Penna Dexter
The Wall Street Journal recently reported that: “More hospitals are getting out of the maternity business.” Maternity wards are closing across America, especially in sparsely-populated or aging communities.
Hospital executives report difficulties recruiting enough staff to safely operate. It’s hard to attract doctors and nurses to hospitals where births are declining.
Order of St. Francis Healthcare, which operates in Illinois, is finding it necessary to close certain maternity units. According to OSF’s chief operating officer, “There’s just not enough babies to be had.”
The March of Dimes defines maternity deserts as counties that have no hospital or birthing center, and that lack O.B.s and nurse midwives. As of 2020 there were 1052 counties on the March of Dimes’ list — 70 more than 4 years earlier. These counties were home to approximately 2.2 million women of childbearing age.
This is a dangerous situation. The Journal cites research showing that women who do give birth in remote, rural areas that have lost maternity wards are more likely to deliver too early or to encounter serious complications, such as acute kidney failure.
The growth of maternity deserts reflects our declining marriage rate, which translates to lower birth rates. A new study shows that 25 percent of Americans are turning 40 without ever having married. This is up from 20 percent in 2010 and 6 percent in 1980.
Married couples are having fewer children. Or no children. Some cite global problems like “climate change.” Others say they can’t afford kids.
Author Rod Dreher highlighted the Journal’s story in a recent blogpost, stating, “I have never understood how it is that every generation in the West had much more materially difficult lives than we do today, and yet they all chose to have families.”
Thomas à Kempis wrote of those “always searching for ease and not the things of Christ.” Let this generation not be, as Rod Dreher described them, “too rich and comfortable to want kids.”

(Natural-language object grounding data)
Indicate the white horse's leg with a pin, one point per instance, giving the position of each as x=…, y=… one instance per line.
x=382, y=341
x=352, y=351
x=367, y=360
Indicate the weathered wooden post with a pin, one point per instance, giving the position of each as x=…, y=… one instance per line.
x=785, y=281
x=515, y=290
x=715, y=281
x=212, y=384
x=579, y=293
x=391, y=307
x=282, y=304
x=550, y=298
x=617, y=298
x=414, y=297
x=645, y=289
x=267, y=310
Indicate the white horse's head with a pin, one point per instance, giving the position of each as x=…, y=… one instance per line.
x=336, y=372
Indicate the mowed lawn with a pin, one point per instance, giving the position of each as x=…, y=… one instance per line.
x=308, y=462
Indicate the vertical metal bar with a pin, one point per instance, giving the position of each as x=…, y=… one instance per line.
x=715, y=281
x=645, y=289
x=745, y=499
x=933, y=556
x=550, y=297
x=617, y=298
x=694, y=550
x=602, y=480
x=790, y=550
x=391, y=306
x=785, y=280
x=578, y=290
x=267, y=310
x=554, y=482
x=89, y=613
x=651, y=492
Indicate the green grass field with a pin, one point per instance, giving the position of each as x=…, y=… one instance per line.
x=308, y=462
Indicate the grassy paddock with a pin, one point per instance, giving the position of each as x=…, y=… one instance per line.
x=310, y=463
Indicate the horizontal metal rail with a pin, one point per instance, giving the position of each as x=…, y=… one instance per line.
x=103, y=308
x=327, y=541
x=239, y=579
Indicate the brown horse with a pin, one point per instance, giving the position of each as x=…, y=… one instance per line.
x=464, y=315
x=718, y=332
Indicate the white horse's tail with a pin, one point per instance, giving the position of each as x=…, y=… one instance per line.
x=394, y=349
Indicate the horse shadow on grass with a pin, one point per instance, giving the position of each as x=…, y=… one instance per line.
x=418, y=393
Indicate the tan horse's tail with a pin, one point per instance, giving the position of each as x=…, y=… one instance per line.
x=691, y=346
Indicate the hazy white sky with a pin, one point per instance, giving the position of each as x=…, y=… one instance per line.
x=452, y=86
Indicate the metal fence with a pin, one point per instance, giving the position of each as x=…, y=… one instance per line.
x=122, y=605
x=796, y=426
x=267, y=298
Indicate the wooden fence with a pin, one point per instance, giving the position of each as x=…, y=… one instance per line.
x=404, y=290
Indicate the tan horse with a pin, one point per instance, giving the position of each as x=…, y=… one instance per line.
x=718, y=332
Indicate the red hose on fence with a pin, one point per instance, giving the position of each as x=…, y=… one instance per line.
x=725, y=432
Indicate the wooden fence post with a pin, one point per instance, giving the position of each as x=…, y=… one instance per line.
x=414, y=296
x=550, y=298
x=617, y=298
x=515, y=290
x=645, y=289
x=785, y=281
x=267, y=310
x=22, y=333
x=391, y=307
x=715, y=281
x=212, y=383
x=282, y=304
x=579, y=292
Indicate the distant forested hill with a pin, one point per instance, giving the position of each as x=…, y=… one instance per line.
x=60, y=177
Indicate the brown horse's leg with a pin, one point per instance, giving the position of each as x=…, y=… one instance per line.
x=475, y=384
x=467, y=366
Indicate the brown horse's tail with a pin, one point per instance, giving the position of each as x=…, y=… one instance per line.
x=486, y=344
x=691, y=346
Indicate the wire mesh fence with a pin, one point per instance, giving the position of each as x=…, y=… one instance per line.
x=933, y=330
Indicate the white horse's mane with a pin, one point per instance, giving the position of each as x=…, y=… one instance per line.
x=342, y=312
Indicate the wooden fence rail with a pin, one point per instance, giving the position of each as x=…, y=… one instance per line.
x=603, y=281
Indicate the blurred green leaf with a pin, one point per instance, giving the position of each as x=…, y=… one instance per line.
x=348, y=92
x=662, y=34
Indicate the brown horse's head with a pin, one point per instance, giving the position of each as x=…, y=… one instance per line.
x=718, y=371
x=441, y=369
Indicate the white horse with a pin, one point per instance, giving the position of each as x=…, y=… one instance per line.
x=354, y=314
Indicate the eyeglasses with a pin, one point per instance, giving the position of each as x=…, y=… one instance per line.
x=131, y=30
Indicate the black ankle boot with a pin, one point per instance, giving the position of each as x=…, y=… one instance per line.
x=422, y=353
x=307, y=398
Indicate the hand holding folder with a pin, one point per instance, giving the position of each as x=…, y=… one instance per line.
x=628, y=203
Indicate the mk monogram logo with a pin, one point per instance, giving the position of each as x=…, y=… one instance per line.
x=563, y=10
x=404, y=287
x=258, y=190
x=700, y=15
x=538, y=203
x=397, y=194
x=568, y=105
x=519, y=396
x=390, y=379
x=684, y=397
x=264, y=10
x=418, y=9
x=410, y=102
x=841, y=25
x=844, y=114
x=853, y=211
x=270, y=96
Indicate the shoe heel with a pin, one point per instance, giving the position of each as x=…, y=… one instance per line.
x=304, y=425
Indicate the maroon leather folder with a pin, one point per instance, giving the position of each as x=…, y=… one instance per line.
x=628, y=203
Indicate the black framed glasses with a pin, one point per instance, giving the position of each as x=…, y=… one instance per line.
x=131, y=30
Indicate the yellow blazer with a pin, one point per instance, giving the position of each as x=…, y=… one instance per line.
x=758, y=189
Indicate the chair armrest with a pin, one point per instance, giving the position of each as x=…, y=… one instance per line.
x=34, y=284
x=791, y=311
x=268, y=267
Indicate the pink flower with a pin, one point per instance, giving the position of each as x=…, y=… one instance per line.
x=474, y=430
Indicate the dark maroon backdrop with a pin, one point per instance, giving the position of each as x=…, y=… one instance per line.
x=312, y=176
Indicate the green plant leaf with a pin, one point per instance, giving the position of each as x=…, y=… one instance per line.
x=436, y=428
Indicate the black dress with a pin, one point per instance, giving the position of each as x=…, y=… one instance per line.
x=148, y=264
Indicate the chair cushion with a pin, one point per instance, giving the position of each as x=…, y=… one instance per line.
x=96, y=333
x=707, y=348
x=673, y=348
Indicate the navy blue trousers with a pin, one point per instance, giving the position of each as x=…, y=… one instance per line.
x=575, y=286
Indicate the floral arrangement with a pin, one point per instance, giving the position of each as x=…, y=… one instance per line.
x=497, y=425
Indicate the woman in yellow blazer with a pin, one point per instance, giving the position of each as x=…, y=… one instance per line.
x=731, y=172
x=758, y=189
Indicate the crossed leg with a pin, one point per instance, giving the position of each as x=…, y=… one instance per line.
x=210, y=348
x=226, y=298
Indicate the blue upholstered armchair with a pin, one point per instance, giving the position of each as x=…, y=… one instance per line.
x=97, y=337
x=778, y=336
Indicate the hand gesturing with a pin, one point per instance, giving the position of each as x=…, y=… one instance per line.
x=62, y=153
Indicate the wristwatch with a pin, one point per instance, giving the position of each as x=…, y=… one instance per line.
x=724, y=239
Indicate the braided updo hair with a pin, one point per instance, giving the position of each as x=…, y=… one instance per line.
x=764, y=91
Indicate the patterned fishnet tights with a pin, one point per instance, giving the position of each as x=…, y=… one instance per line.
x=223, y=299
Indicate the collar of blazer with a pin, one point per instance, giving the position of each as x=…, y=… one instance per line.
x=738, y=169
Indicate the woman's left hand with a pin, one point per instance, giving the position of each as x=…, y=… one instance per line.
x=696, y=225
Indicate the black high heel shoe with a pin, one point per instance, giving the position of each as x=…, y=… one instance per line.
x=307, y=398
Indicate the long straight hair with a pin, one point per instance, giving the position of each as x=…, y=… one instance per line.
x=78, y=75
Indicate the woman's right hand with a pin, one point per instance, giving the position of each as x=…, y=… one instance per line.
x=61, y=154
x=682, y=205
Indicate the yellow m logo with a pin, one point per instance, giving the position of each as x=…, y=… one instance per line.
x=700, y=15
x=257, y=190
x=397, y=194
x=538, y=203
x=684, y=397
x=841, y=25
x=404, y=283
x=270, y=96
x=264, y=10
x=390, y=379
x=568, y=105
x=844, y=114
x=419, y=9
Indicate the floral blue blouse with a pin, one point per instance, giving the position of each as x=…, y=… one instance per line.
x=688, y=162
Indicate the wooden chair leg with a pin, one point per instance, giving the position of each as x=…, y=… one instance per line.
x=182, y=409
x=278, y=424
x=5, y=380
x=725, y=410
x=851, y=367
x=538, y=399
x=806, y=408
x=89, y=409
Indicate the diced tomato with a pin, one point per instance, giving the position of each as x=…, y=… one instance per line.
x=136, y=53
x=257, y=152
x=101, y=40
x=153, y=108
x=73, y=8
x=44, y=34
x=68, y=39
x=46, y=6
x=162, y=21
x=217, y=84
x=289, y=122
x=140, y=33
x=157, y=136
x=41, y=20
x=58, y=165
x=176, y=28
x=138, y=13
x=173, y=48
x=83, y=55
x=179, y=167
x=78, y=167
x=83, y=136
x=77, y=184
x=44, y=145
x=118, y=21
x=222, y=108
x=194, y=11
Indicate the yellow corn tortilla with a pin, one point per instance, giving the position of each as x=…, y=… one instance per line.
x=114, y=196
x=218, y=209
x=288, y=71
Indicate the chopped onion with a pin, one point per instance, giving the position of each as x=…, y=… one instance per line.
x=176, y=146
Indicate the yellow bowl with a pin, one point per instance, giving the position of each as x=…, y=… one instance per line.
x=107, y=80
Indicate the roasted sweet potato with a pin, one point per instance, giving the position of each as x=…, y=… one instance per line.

What is expected: According to the commentary on closing maternity wards, how many counties were on the March of Dimes' list of maternity deserts as of 2020? These entries were drawn from a separate source.

Finished task: 1052 counties, 70 more than four years earlier.